▶ **Document text**:
· · · ·

The goal of formative Evaluation is to monitor student learning to provide ongoing feedback that can be used by instructors to improve their teaching and by students to improve their learning. More specifically, formative Evaluations:

  • help students identify their strengths and weaknesses and target areas that need work
  • help faculty recognize where students are struggling and address problems immediately

Formative Evaluations are generally low stakes, which means that they have low or no point value. Examples of formative Evaluations include asking students to:  draw a concept map in class to represent their understanding of a topic

  • submit one or two sentences identifying the main point of a lecture  turn in a research proposal for early feedback

This process is used to measure and monitor the learning of students during the period of instruction.

Objective: Its main objective is to provide continuous feedback to both teacher and student concerning learning success and failures while instruction is in process. Feedback to students provides reinforcement of successful learning and identifies the specific learning errors that need correction.

Feedback to teachers provides information for modifying instruction and for prescribing group and individual remedial work. Formative evolution depends on tests, quizzes, homework, classwork, and oral questions prepared for each segment of instruction. These are usually mastery tests that provide direct measures of all the intended learning outcomes of the segment.

Methodology The tests used for formative evaluation are mostly teacher-made. Observational techniques are also useful in monitoring student progress and identifying learning errors. Since formative evaluation is used for assessing student learning progress during instruction, the results are not used for assigning course grades.

Summative Evaluation 

It is used to find out the extent to which the instructional objectives have been achieved particularly at the end of a terminal period. The goal of summative evaluation is to evaluate student learning at the end of an instructional unit by comparing it against some standard or benchmark.

Summative Evaluations are often high stakes, which means that they have a high point value. Examples of summative Evaluations include:

  • a midterm exam
  • a final project
  • a paper
  • a senior recital

Objective/Purpose: It is used primarily for assigning course grades or for certifying student mastery of the intended learning outcomes at the end of a particular course program. Although the main purpose of summative evaluation is assigning grades, It also provides information judgment on the appropriateness of the course objectives and the effectiveness of instruction.

· · · ·

▶ **What to work on**:
A. In the passage on formative and summative evaluation, what does it mean for formative evaluations to be low stakes?
B. Resume the passage on formative and summative evaluation, starting right after its final sentence.

(Dataset rows)

· · · ·

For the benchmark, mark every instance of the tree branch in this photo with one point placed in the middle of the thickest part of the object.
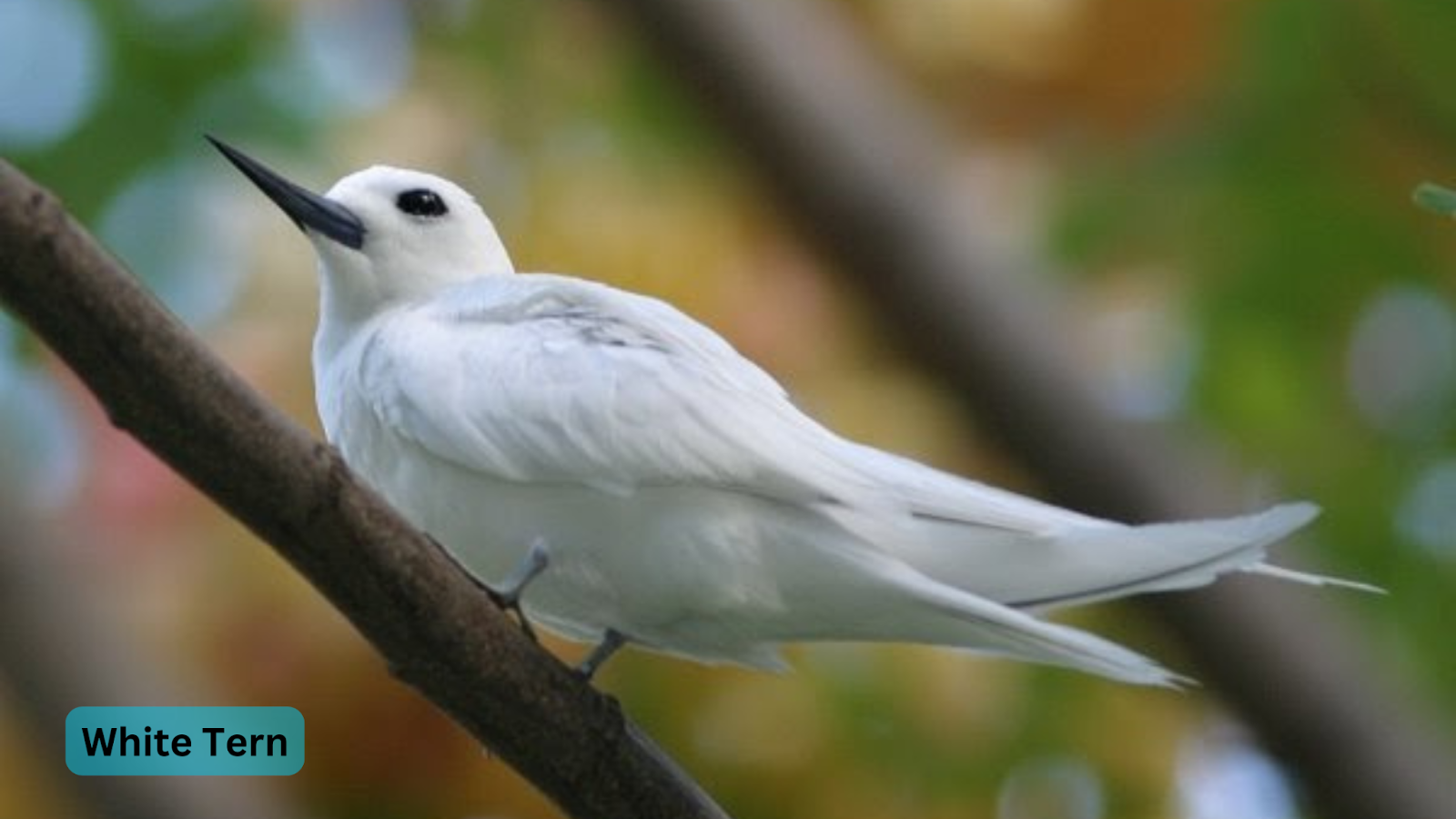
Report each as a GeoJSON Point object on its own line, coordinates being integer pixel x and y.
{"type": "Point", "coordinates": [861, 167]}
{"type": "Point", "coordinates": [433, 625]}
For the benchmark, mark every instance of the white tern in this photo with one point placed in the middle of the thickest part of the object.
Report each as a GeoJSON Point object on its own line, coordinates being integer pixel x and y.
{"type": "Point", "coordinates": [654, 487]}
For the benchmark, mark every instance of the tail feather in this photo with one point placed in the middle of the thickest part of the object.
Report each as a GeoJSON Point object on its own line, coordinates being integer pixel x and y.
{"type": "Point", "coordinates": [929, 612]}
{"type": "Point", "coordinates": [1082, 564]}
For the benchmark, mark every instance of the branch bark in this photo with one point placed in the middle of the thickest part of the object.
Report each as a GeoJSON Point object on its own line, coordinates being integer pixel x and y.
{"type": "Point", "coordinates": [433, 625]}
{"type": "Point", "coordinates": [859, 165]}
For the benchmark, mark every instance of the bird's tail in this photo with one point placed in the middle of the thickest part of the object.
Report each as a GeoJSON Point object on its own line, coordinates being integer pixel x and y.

· · · ·

▶ **Responses**:
A. They have low or no point value.

B.
Methodology/Technique: The techniques used for summative evaluation are determined by the instructional objectives. For this evaluation, there are external examinations as well as teacher-made tests, ratings, etc. 

Difference between Summative and Formative Evaluation

Summative evaluation refers to the assessment of the worth and wholeness of the instructional program which has already been completed, while formative evaluation refers to the assessment or worth of the instructional program which is still going on and can still be modified. 

A formative evaluator is a partisan of the instructional sequence and does everything to make teaching-learning better. A summative evaluator is an uncommitted non-partisan person who is to pass judgment on an instructional endeavor.

A summative evaluator gathers information and judges the merit of the overall instructional sequence to adapt that sequence. The audience of summative evaluation is the consumer of the instructional program in contrast to the formative evaluator whose audience is the designer and the developer of the program.

Summative evaluation, judgmental in nature. Its purpose is to appraise the teaching-learning process and to distinguish it from-formative evaluation. It is an end-of-the-course activity concerned with the assessment of the larger instructional objectives of a course or a substantial chunk of the course.

Formative evaluation is developmental, not judgmental in nature. Its purpose is to improve students learning and instruction. Therefore, its major function is feedback to the teacher and student to locate strengths and weaknesses in the teaching-learning process in order to improve it. 

Summative evaluation is thus a judgmental activity focused on certification of students’ achievement But formative evaluation is a means of determining what the pupils have mastered and what is still to be mastered, thereby indicating the basis for improvement of students learning.